DOCUMENT SECTION:
*** Block opens ***
Thus, we have no evidence as to actual permission of the husband for the wife to use the family car. We are of the opinion, however, that the permission is implied from the fact that the defendants have admitted that the car belongs to the community and, as an owner in community of one-half of the community vehicle, we are of the opinion that Mrs. Harris has the implied permission of her husband to use such vehicle for community purposes.
The case of Alpaugh v. Krajcer4 is in point. In Alpaugh the wife, accompanied by her mother, was going to a funeral parlor where the body of an uncle by marriage was being held. Counsel in that case contend the community had no interest in the funeral of an uncle by marriage of the wife. The court stated:5
“We thoroughly disagree with this view. We know of nothing in which a marital community should be more interested than in the assuaging of the griefs and sorrows of the members of the community. Surely it is highly important to the welfare of the community that either the husband or the wife attend the funerals and marriages of the relatives of either, and that they take part in all such affairs, be they occasions of sorrow or of happiness.”6
We find, therefore, that the wife had the implied consent of her husband to use the community vehicle, and the parties concede that Mrs. Harris was negligent. Thus, the necessary elements are present in the instant case to hold Mr. and Mrs. Harris liable in solido.
Relative to appellants’ second contention, the trial court awarded plaintiff, Delia Myles Hill, the sum of $830, rendered judgment on behalf of her minor daughter in the amount of $318, and in favor of Hilda L. Edwards in the sum of $2,310.
*** Block closes ***
SUPPLIED INFORMATION:
*** Block opens ***
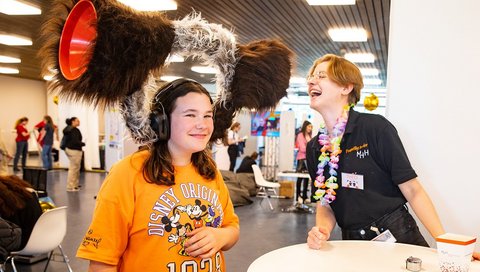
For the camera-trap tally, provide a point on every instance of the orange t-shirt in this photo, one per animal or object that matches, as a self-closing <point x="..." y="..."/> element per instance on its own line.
<point x="141" y="226"/>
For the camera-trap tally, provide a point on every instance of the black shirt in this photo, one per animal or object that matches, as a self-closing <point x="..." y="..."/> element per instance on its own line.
<point x="370" y="148"/>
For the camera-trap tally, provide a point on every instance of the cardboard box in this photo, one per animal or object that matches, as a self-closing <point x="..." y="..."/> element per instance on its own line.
<point x="455" y="252"/>
<point x="287" y="188"/>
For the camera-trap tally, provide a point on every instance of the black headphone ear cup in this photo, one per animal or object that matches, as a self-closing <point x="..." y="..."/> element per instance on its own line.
<point x="164" y="127"/>
<point x="159" y="124"/>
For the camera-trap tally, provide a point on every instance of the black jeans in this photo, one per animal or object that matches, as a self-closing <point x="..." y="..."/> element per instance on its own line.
<point x="400" y="223"/>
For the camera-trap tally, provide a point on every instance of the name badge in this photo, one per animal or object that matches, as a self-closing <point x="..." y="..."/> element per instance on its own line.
<point x="352" y="181"/>
<point x="385" y="236"/>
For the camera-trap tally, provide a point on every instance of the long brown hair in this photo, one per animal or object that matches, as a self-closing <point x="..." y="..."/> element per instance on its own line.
<point x="158" y="167"/>
<point x="13" y="194"/>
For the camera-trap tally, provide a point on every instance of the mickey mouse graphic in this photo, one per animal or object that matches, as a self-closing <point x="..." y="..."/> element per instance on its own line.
<point x="180" y="235"/>
<point x="195" y="212"/>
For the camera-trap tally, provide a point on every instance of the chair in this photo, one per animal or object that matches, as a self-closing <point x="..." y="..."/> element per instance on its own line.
<point x="264" y="186"/>
<point x="47" y="234"/>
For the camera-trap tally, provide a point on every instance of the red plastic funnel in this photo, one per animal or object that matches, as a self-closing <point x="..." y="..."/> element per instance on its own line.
<point x="77" y="38"/>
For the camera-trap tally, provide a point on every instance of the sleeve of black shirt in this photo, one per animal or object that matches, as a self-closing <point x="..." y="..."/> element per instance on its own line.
<point x="392" y="155"/>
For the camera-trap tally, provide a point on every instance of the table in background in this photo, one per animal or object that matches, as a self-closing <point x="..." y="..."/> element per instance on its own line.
<point x="348" y="256"/>
<point x="296" y="207"/>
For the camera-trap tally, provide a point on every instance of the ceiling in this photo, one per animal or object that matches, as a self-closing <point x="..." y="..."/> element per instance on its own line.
<point x="301" y="26"/>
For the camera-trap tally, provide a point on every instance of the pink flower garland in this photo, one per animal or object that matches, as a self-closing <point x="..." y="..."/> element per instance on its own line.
<point x="330" y="155"/>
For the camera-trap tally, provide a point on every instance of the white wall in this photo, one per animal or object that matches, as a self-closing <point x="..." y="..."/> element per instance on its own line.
<point x="18" y="98"/>
<point x="433" y="95"/>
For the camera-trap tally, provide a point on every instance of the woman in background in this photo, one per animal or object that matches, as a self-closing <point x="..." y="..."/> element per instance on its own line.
<point x="233" y="140"/>
<point x="46" y="138"/>
<point x="22" y="143"/>
<point x="73" y="150"/>
<point x="19" y="204"/>
<point x="303" y="137"/>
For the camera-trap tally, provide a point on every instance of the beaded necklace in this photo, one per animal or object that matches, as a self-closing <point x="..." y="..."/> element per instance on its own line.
<point x="330" y="155"/>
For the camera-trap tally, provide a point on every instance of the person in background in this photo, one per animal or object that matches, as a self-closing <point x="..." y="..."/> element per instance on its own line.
<point x="46" y="138"/>
<point x="166" y="206"/>
<point x="301" y="141"/>
<point x="4" y="156"/>
<point x="233" y="140"/>
<point x="22" y="143"/>
<point x="247" y="162"/>
<point x="73" y="150"/>
<point x="361" y="170"/>
<point x="19" y="204"/>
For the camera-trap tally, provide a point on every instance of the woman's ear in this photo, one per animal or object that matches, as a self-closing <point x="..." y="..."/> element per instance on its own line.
<point x="347" y="89"/>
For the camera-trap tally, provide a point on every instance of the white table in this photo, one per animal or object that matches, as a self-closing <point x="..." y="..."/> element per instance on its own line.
<point x="348" y="256"/>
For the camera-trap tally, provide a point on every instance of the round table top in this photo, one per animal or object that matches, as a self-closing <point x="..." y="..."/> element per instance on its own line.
<point x="348" y="256"/>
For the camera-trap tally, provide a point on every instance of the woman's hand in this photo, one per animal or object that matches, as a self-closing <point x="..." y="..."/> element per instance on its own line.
<point x="204" y="242"/>
<point x="317" y="237"/>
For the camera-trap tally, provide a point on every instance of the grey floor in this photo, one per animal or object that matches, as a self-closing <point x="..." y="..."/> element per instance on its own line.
<point x="261" y="230"/>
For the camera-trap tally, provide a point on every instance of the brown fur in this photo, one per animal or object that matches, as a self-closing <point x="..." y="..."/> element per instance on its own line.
<point x="13" y="194"/>
<point x="129" y="45"/>
<point x="262" y="75"/>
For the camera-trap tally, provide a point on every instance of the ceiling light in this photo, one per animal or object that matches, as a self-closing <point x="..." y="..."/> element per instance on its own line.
<point x="149" y="5"/>
<point x="298" y="80"/>
<point x="48" y="77"/>
<point x="175" y="58"/>
<point x="169" y="78"/>
<point x="360" y="57"/>
<point x="14" y="40"/>
<point x="12" y="7"/>
<point x="7" y="59"/>
<point x="6" y="70"/>
<point x="372" y="81"/>
<point x="330" y="2"/>
<point x="348" y="34"/>
<point x="204" y="69"/>
<point x="369" y="71"/>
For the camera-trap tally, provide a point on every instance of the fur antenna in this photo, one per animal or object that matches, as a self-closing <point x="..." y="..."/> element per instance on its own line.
<point x="135" y="111"/>
<point x="212" y="43"/>
<point x="124" y="37"/>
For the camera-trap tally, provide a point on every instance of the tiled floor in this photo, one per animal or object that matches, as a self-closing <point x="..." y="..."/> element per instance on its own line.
<point x="261" y="230"/>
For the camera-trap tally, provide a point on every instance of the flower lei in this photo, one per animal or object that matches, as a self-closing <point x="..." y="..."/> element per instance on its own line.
<point x="330" y="155"/>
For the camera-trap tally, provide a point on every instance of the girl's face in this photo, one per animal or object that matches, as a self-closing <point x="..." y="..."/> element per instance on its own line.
<point x="191" y="124"/>
<point x="324" y="92"/>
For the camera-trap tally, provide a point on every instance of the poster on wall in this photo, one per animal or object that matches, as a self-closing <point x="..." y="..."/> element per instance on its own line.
<point x="266" y="124"/>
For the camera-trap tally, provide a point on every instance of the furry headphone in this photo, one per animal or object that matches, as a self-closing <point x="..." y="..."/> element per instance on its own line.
<point x="117" y="67"/>
<point x="159" y="119"/>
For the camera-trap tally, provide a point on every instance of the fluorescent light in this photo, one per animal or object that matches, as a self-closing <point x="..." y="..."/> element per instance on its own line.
<point x="204" y="69"/>
<point x="360" y="57"/>
<point x="14" y="40"/>
<point x="48" y="77"/>
<point x="330" y="2"/>
<point x="6" y="70"/>
<point x="149" y="5"/>
<point x="7" y="59"/>
<point x="12" y="7"/>
<point x="169" y="78"/>
<point x="298" y="80"/>
<point x="372" y="81"/>
<point x="348" y="34"/>
<point x="175" y="58"/>
<point x="369" y="71"/>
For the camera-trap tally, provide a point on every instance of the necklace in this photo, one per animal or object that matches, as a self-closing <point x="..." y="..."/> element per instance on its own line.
<point x="330" y="155"/>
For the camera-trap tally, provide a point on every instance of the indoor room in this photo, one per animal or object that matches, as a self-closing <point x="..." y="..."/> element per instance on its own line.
<point x="239" y="135"/>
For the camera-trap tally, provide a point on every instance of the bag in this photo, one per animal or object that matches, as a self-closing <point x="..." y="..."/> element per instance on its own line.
<point x="63" y="143"/>
<point x="10" y="238"/>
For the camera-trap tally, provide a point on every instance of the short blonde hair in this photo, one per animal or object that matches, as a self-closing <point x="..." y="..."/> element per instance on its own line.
<point x="342" y="72"/>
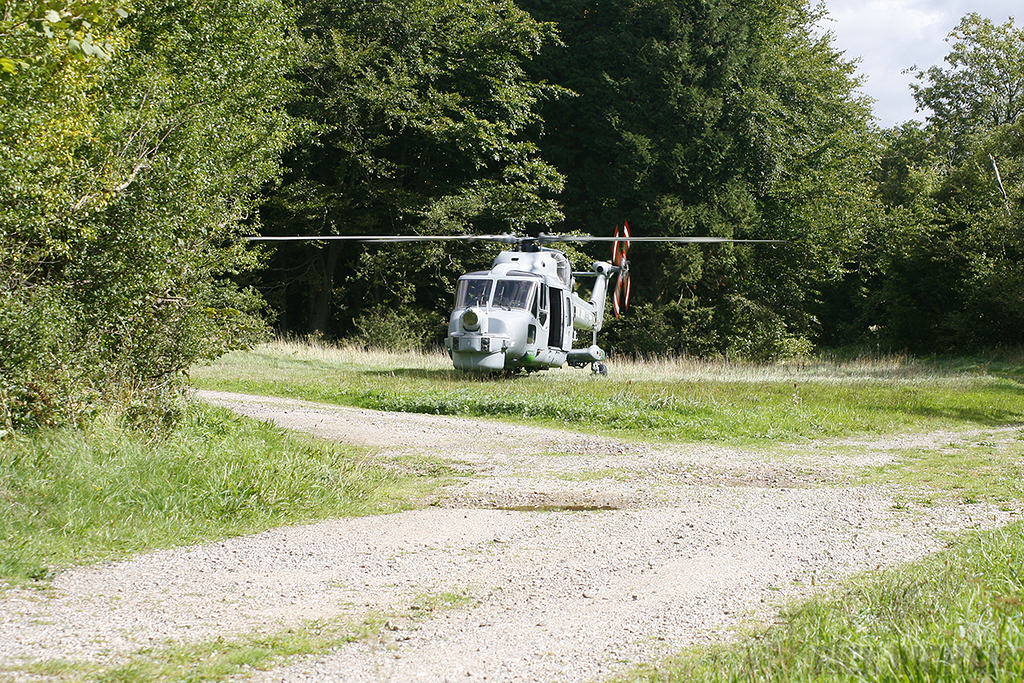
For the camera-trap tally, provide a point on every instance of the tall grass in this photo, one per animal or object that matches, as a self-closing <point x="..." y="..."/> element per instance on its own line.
<point x="953" y="616"/>
<point x="669" y="398"/>
<point x="80" y="496"/>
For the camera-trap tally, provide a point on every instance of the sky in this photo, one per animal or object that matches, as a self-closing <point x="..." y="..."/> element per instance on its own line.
<point x="890" y="36"/>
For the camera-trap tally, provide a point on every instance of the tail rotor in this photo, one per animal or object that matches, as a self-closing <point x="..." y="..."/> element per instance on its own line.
<point x="620" y="250"/>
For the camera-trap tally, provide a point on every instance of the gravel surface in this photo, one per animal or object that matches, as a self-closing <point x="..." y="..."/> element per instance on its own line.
<point x="576" y="555"/>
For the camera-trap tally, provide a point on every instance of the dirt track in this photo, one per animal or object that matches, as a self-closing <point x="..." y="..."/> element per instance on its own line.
<point x="572" y="555"/>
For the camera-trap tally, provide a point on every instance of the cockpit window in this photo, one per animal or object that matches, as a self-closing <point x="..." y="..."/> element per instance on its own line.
<point x="515" y="294"/>
<point x="472" y="293"/>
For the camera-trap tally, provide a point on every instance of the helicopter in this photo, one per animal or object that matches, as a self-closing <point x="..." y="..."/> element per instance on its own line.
<point x="525" y="313"/>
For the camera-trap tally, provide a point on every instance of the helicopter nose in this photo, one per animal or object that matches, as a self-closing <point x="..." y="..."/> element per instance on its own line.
<point x="471" y="321"/>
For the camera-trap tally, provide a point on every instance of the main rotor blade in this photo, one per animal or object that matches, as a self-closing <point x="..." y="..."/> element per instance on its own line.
<point x="504" y="239"/>
<point x="549" y="239"/>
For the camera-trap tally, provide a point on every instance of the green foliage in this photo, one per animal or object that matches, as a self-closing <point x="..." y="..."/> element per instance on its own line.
<point x="128" y="181"/>
<point x="939" y="268"/>
<point x="43" y="36"/>
<point x="80" y="496"/>
<point x="723" y="119"/>
<point x="955" y="615"/>
<point x="671" y="399"/>
<point x="983" y="86"/>
<point x="419" y="118"/>
<point x="397" y="330"/>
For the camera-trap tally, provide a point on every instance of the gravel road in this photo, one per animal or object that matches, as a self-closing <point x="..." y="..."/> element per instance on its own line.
<point x="573" y="555"/>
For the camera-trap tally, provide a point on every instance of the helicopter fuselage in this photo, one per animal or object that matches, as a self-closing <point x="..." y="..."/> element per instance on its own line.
<point x="524" y="314"/>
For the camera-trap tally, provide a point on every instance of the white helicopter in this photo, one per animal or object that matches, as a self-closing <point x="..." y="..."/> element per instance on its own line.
<point x="524" y="312"/>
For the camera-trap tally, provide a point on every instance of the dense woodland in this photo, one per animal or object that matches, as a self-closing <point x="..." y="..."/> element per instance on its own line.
<point x="140" y="139"/>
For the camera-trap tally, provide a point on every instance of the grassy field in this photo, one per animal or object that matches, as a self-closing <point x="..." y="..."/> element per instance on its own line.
<point x="83" y="496"/>
<point x="669" y="399"/>
<point x="74" y="497"/>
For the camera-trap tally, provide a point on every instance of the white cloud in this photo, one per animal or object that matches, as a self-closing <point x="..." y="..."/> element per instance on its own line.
<point x="891" y="36"/>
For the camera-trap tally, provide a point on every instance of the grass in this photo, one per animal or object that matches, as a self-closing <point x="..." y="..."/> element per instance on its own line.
<point x="672" y="399"/>
<point x="78" y="497"/>
<point x="74" y="497"/>
<point x="232" y="658"/>
<point x="955" y="616"/>
<point x="974" y="470"/>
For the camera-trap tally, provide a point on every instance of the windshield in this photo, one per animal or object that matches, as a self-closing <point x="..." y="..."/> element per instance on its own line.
<point x="472" y="293"/>
<point x="515" y="294"/>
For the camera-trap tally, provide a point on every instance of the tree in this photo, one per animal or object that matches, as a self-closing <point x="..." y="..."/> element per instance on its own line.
<point x="983" y="86"/>
<point x="943" y="269"/>
<point x="129" y="181"/>
<point x="420" y="118"/>
<point x="726" y="118"/>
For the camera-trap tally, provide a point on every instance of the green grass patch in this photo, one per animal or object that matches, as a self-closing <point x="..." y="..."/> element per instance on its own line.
<point x="953" y="616"/>
<point x="81" y="496"/>
<point x="686" y="400"/>
<point x="977" y="470"/>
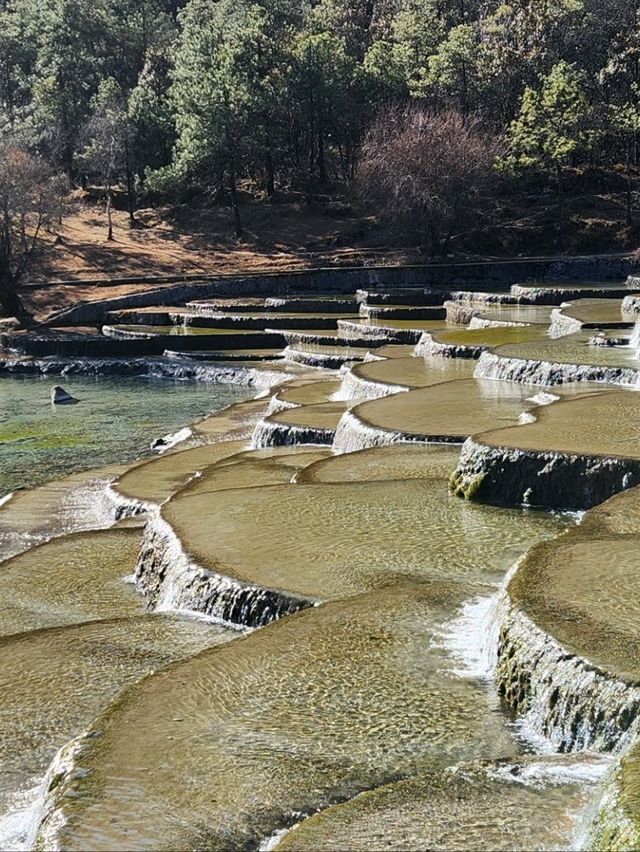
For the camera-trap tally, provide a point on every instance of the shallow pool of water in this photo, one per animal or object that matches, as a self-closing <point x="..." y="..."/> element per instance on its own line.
<point x="116" y="419"/>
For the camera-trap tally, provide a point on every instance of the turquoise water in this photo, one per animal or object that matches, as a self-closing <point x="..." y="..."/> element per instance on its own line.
<point x="115" y="420"/>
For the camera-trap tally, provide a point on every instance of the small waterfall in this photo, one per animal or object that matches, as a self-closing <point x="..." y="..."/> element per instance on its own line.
<point x="634" y="340"/>
<point x="560" y="696"/>
<point x="327" y="360"/>
<point x="355" y="387"/>
<point x="354" y="434"/>
<point x="350" y="329"/>
<point x="497" y="367"/>
<point x="562" y="324"/>
<point x="470" y="297"/>
<point x="611" y="822"/>
<point x="171" y="582"/>
<point x="631" y="304"/>
<point x="485" y="322"/>
<point x="268" y="433"/>
<point x="460" y="313"/>
<point x="428" y="347"/>
<point x="553" y="480"/>
<point x="276" y="404"/>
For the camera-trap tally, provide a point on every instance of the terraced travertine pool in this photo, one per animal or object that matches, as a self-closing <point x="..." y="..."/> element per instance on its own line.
<point x="287" y="630"/>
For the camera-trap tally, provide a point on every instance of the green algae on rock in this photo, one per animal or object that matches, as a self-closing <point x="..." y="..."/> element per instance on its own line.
<point x="488" y="807"/>
<point x="347" y="538"/>
<point x="552" y="464"/>
<point x="306" y="712"/>
<point x="383" y="463"/>
<point x="446" y="412"/>
<point x="616" y="826"/>
<point x="571" y="358"/>
<point x="471" y="342"/>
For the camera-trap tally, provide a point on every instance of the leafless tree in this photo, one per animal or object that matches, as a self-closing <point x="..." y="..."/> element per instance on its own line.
<point x="29" y="201"/>
<point x="434" y="168"/>
<point x="106" y="152"/>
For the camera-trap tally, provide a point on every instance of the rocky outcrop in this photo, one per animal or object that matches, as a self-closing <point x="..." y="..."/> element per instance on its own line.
<point x="59" y="396"/>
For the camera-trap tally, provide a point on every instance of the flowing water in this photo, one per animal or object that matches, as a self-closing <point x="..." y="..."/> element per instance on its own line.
<point x="114" y="420"/>
<point x="397" y="690"/>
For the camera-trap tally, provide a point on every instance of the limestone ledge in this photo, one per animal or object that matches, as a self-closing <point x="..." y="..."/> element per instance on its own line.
<point x="631" y="304"/>
<point x="550" y="479"/>
<point x="355" y="387"/>
<point x="351" y="328"/>
<point x="560" y="695"/>
<point x="470" y="297"/>
<point x="317" y="358"/>
<point x="147" y="368"/>
<point x="428" y="347"/>
<point x="616" y="825"/>
<point x="171" y="581"/>
<point x="354" y="434"/>
<point x="268" y="433"/>
<point x="492" y="365"/>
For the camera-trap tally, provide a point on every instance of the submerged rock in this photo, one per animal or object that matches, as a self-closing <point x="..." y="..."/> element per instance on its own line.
<point x="59" y="396"/>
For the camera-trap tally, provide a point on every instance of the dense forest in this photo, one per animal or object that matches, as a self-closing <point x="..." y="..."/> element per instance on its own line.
<point x="169" y="98"/>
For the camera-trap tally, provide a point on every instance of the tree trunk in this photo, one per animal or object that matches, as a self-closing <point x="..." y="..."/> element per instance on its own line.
<point x="237" y="222"/>
<point x="629" y="185"/>
<point x="322" y="169"/>
<point x="269" y="176"/>
<point x="109" y="220"/>
<point x="10" y="302"/>
<point x="130" y="197"/>
<point x="560" y="204"/>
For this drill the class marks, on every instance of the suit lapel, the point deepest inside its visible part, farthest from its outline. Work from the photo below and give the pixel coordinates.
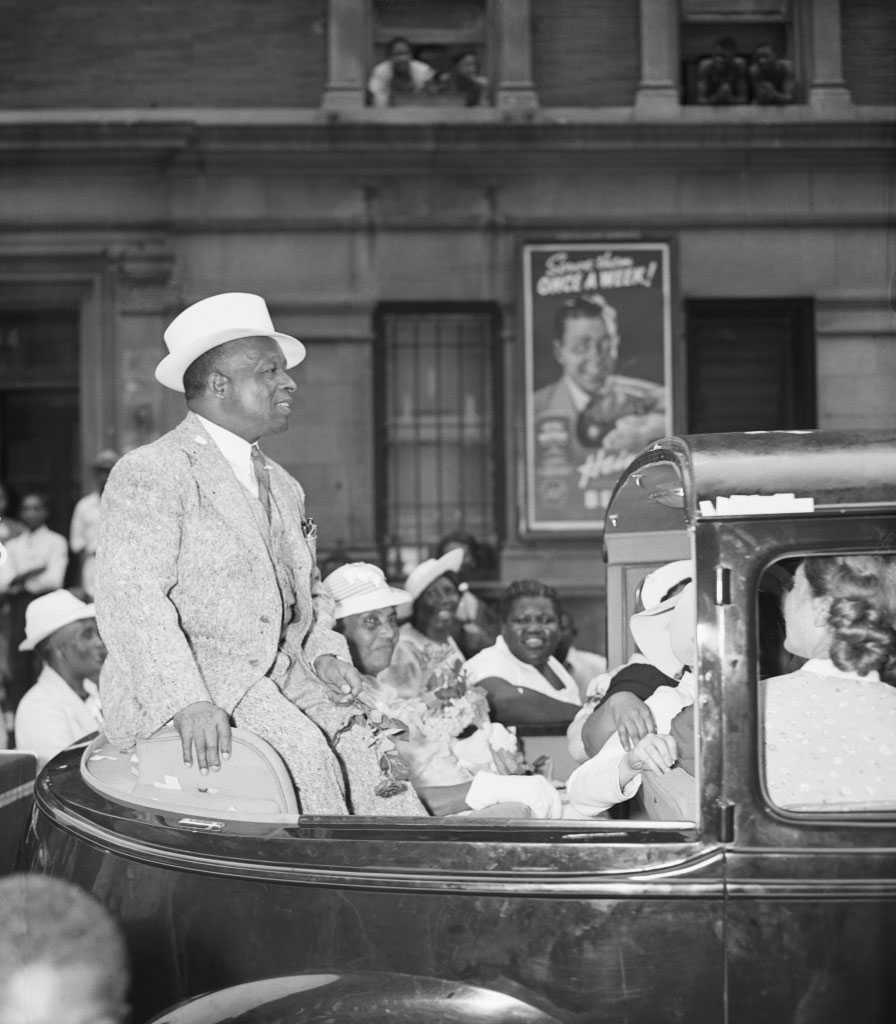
(219, 486)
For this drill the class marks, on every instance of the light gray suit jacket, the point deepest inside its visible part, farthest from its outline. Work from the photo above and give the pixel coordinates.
(187, 600)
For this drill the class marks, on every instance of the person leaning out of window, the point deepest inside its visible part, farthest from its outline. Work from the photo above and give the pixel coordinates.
(398, 75)
(771, 78)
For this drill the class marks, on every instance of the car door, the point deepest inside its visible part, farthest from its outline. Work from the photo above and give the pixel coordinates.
(810, 921)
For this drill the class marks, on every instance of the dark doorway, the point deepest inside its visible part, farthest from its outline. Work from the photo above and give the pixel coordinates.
(751, 365)
(39, 407)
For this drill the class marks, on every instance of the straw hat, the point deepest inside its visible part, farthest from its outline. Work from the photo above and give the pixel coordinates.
(651, 627)
(104, 459)
(428, 571)
(360, 587)
(214, 321)
(46, 614)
*** Block closes ***
ASSIGNMENT: In the court opinion, what sum did the trial court award Hilda L. Edwards?

WRITTEN RESPONSE: $2,310